Reproduce the records, requests included, starting at the first line and going on through the line containing "[149,163,507,311]". Multiply each bounding-box coordinate in the answers by 0.35 and round to a whole number, with halves rounded up.

Records for this exercise:
>> begin

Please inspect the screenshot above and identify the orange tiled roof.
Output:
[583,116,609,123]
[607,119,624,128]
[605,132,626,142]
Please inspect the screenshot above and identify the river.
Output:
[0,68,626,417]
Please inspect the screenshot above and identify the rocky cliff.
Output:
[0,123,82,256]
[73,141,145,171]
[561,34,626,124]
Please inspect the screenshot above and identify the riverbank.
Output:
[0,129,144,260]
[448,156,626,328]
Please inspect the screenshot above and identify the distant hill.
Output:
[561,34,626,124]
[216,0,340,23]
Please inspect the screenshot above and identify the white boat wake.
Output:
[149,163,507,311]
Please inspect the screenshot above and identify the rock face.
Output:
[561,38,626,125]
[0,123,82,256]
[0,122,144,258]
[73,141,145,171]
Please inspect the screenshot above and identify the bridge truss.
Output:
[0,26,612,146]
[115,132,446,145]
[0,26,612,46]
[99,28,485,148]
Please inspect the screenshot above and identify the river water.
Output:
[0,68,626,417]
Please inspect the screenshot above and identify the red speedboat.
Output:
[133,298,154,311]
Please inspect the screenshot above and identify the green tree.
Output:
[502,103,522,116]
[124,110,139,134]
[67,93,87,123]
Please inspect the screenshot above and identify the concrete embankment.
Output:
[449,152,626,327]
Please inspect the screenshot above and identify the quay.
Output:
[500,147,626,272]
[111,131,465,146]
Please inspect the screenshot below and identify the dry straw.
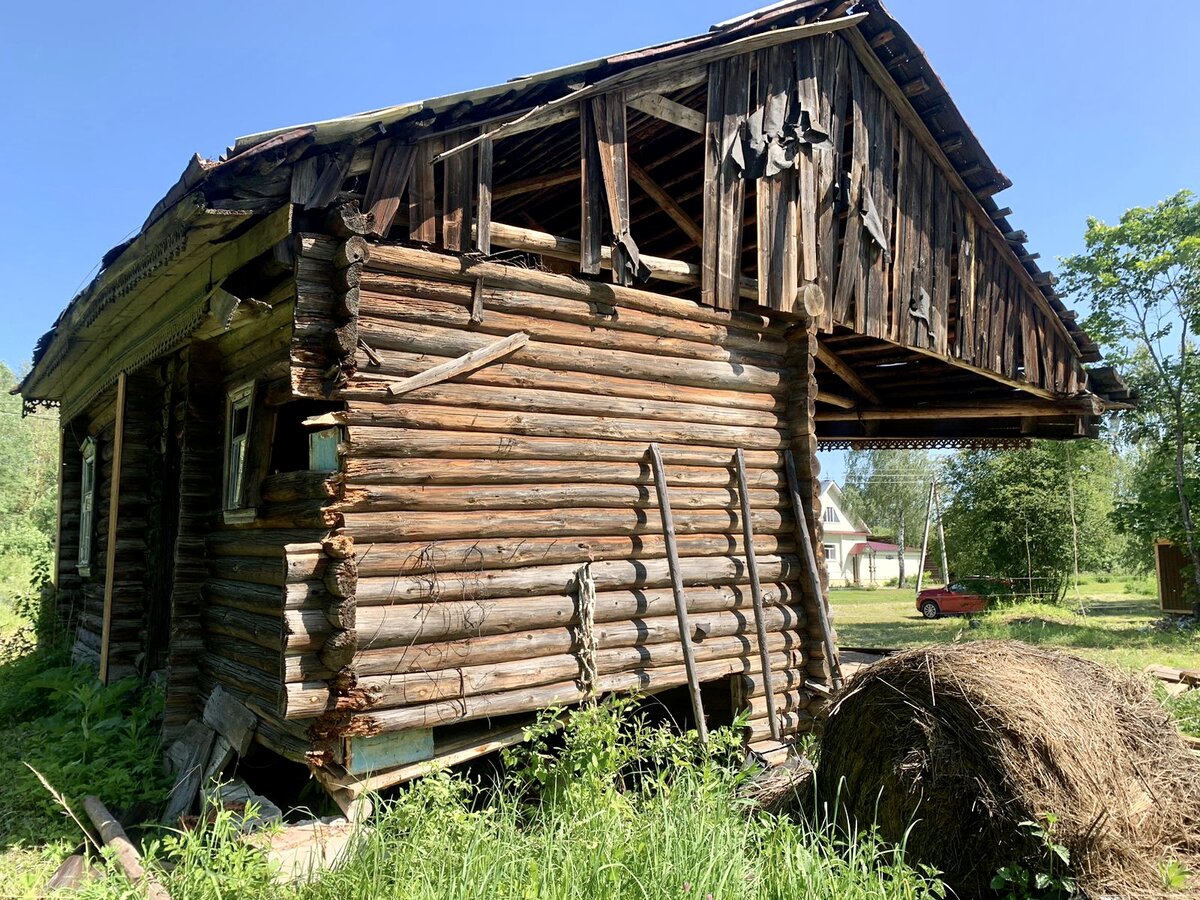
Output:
[817,641,1200,899]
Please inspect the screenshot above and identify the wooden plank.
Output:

>> end

The solution:
Please inspect the screenshot above and identify the orange tiled roof.
Output:
[204,41,213,43]
[212,42,218,45]
[212,46,219,50]
Please inspect the screenshot above and identify the river.
Output:
[0,24,219,146]
Please inspect the screenshot above and identify the rocky cliff.
Output:
[0,43,29,90]
[26,49,51,60]
[196,12,219,43]
Please inspect the screenshot above and identify the riverbank.
Output:
[0,45,50,91]
[157,55,219,115]
Please inspect the screenshot above and identify the distant hill.
Output:
[196,12,219,43]
[76,0,119,8]
Please inspect the screenshot above and identify the white boat wake.
Output:
[52,57,177,109]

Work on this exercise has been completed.